▶ **THE RECORDS**
■ ■ ■
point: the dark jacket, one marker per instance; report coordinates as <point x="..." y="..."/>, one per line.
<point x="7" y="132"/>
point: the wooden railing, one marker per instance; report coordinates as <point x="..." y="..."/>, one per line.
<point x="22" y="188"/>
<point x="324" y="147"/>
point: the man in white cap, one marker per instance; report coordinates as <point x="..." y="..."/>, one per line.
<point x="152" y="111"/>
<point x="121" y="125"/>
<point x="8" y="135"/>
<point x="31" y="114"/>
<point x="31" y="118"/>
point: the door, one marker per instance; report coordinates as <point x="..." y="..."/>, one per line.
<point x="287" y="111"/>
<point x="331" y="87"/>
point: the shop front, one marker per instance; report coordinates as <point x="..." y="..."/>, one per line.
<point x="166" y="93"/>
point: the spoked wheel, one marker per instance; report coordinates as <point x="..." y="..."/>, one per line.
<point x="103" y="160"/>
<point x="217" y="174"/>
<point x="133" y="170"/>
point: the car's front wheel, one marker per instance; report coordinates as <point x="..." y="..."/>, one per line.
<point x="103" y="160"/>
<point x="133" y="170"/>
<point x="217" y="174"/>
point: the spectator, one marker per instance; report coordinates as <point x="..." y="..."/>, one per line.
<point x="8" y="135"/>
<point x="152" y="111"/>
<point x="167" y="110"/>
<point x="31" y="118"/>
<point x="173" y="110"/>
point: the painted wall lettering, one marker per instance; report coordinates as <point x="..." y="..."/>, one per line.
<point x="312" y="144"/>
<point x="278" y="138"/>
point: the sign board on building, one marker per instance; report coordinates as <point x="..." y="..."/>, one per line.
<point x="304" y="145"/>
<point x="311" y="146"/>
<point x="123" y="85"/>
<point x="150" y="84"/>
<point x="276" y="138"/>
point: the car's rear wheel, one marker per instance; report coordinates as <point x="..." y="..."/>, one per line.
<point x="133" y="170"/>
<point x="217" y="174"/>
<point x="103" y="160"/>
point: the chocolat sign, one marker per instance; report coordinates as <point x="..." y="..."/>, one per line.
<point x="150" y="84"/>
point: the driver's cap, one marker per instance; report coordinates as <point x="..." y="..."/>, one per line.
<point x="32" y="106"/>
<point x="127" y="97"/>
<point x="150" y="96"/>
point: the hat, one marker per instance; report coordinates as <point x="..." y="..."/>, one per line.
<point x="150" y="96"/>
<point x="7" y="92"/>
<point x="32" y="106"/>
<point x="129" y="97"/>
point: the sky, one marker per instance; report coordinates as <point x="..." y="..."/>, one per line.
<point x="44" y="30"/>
■ ■ ■
▶ **GIVEN TASK**
Transcribe the material above in its entirety. Match it exactly.

▶ **SOLUTION TO THIS EXERCISE**
point: the dark jacket, one marker per instance; report coordinates as <point x="..." y="..."/>, one per line.
<point x="7" y="132"/>
point: the wooden railing, one marker per instance; report coordinates as <point x="..." y="..."/>, one per line.
<point x="22" y="188"/>
<point x="324" y="147"/>
point: the man in white cap, one marker per instance; report coordinates as <point x="..." y="..."/>, one per line.
<point x="152" y="111"/>
<point x="121" y="125"/>
<point x="8" y="135"/>
<point x="31" y="114"/>
<point x="31" y="118"/>
point: the door, one marker per instance; report coordinates as <point x="..." y="..."/>, one per line.
<point x="287" y="111"/>
<point x="331" y="87"/>
point: the shop front, one marker per instance; report coordinates as <point x="..." y="..."/>, one per line.
<point x="166" y="93"/>
point: the spoked wheel, one marker per instance; report coordinates as <point x="..." y="..."/>, one per line.
<point x="103" y="160"/>
<point x="217" y="174"/>
<point x="133" y="170"/>
point: the car's front wheel, one marker per instance; report coordinates as <point x="..." y="..."/>, one per line.
<point x="103" y="160"/>
<point x="133" y="170"/>
<point x="217" y="174"/>
point: the spectator, one marker per instance; report coordinates as <point x="..." y="..."/>, one per line.
<point x="8" y="135"/>
<point x="152" y="111"/>
<point x="167" y="110"/>
<point x="31" y="118"/>
<point x="173" y="110"/>
point: the painted wall lettering, one marker per instance; report coordinates as <point x="..." y="..."/>, one per line.
<point x="312" y="144"/>
<point x="278" y="138"/>
point: the sign board on building, one marker per instance; report coordinates as <point x="..." y="..."/>, one per line.
<point x="304" y="145"/>
<point x="311" y="146"/>
<point x="123" y="85"/>
<point x="150" y="84"/>
<point x="276" y="138"/>
point: the car's rear wheel, one marker per instance; report coordinates as <point x="..." y="..."/>, one per line.
<point x="133" y="170"/>
<point x="217" y="174"/>
<point x="103" y="160"/>
point: the chocolat sign, one marker per instance; report coordinates as <point x="..." y="..."/>, one per line.
<point x="150" y="84"/>
point: the driver's cap, one marker per instance; report coordinates as <point x="..." y="..."/>, one per line.
<point x="32" y="106"/>
<point x="127" y="97"/>
<point x="150" y="96"/>
point: the hat, one marker per instance; report coordinates as <point x="..." y="..."/>, one per line.
<point x="150" y="96"/>
<point x="7" y="92"/>
<point x="32" y="106"/>
<point x="129" y="97"/>
point: the sky, one marker per instance; report coordinates as <point x="..." y="..."/>, one per line.
<point x="44" y="30"/>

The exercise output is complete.